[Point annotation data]
━━━━
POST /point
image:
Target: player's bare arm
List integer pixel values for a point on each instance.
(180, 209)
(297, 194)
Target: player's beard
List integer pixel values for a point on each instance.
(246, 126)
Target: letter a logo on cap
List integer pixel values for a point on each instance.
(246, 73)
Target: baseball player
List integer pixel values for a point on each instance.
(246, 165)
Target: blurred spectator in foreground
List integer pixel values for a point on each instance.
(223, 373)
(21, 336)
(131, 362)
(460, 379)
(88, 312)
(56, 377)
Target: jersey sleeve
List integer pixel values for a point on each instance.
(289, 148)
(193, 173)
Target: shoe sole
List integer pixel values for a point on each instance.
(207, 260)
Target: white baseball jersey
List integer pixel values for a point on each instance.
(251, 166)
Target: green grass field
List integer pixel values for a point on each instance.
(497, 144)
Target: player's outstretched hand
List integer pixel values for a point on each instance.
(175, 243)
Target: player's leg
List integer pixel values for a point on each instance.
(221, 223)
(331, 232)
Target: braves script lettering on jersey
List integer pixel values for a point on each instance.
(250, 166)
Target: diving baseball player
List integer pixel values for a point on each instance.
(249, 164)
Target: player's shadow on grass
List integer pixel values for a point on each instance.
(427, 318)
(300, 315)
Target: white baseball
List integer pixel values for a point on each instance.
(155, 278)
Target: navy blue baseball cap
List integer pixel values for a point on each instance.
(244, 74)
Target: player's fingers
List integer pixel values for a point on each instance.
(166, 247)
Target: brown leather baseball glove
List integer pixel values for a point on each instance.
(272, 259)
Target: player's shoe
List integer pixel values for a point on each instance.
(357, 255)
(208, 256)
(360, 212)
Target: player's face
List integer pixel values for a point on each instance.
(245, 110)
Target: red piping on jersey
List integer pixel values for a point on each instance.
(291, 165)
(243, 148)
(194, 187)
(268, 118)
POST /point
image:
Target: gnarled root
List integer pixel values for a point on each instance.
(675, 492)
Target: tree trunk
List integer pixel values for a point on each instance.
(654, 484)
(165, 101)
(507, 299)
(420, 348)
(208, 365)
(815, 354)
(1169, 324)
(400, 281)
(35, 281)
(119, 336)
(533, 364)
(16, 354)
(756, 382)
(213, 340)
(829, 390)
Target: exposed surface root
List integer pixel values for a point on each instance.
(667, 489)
━━━━
What you are asked to do
Set out every line of the entries above as a Markdown table with two columns, No. and Line, numbering each row and leaving out blank lines.

Answer to the exercise
| No. | Line |
|---|---|
| 1 | POST /point |
| 2 | image: |
| 3 | Target: player's bare arm |
| 4 | List integer pixel values for a point on each instance. |
| 5 | (180, 209) |
| 6 | (297, 194) |
| 7 | Target: player's beard |
| 8 | List integer pixel values for a point on each instance. |
| 9 | (246, 126) |
| 10 | Target: letter a logo on cap |
| 11 | List integer pixel values for a point on each instance. |
| 12 | (246, 73) |
| 13 | Target: baseball player |
| 14 | List integer pixel values for a point on each instance. |
| 15 | (246, 165) |
| 16 | Target: blurred spectator in foreground |
| 17 | List integer pixel values for a point on each instance. |
| 18 | (223, 373) |
| 19 | (21, 336) |
| 20 | (131, 362) |
| 21 | (460, 379) |
| 22 | (88, 312) |
| 23 | (56, 377) |
| 24 | Target: jersey sleeve |
| 25 | List integer pixel values for a point on each instance. |
| 26 | (289, 148) |
| 27 | (193, 173) |
| 28 | Target: shoe sole |
| 29 | List integer pixel values for a point on each instance. |
| 30 | (207, 260) |
| 31 | Target: white baseball jersey |
| 32 | List integer pixel values for a point on each instance. |
| 33 | (251, 166) |
| 34 | Target: green grass field |
| 35 | List integer pixel values for a point on each instance. |
| 36 | (497, 144) |
| 37 | Target: player's outstretched hand |
| 38 | List integer pixel values for a point on each instance. |
| 39 | (175, 243) |
| 40 | Target: player's leg |
| 41 | List integer pixel values for a point on each instance. |
| 42 | (221, 223) |
| 43 | (331, 232) |
| 44 | Target: braves script lettering on jersey |
| 45 | List integer pixel values for a point on each instance. |
| 46 | (250, 166) |
| 47 | Target: diving baseball player |
| 48 | List integer pixel values for a point on each instance. |
| 49 | (249, 164) |
| 50 | Target: player's shadow on grass |
| 51 | List integer pixel values for a point on each instance. |
| 52 | (427, 318) |
| 53 | (300, 315) |
| 54 | Target: white baseball |
| 55 | List integer pixel values for a point on each instance. |
| 56 | (155, 278) |
| 57 | Target: navy blue baseball cap |
| 58 | List integer pixel values for a point on each instance. |
| 59 | (244, 74) |
| 60 | Target: player's fingers |
| 61 | List integer pixel values for a point on each instance. |
| 62 | (166, 247) |
| 63 | Target: brown leather baseball glove |
| 64 | List integer pixel values for a point on each instance. |
| 65 | (272, 259) |
| 66 | Target: player's shoe |
| 67 | List integer pixel values for a point on each instance. |
| 68 | (357, 255) |
| 69 | (208, 256) |
| 70 | (360, 212) |
| 71 | Target: player's face |
| 72 | List integer pixel values for a point on each instance. |
| 73 | (245, 110) |
| 74 | Target: red piping on jersey |
| 75 | List integer pixel values for a point on each instance. |
| 76 | (291, 165) |
| 77 | (243, 148) |
| 78 | (194, 187) |
| 79 | (268, 118) |
| 80 | POST /point |
| 81 | image: |
| 82 | Target: gnarled root |
| 83 | List integer pixel values for a point on each instance. |
| 84 | (675, 492) |
| 85 | Target: tree trunk |
| 86 | List integer pixel values for a point on each instance. |
| 87 | (654, 484) |
| 88 | (165, 101) |
| 89 | (507, 299) |
| 90 | (420, 348) |
| 91 | (208, 365) |
| 92 | (815, 354) |
| 93 | (1169, 324) |
| 94 | (400, 281) |
| 95 | (35, 281) |
| 96 | (119, 336) |
| 97 | (533, 364) |
| 98 | (16, 354) |
| 99 | (756, 382) |
| 100 | (213, 340) |
| 101 | (829, 390) |
| 102 | Target: exposed surface root |
| 103 | List integer pixel values for a point on each instance. |
| 104 | (667, 489) |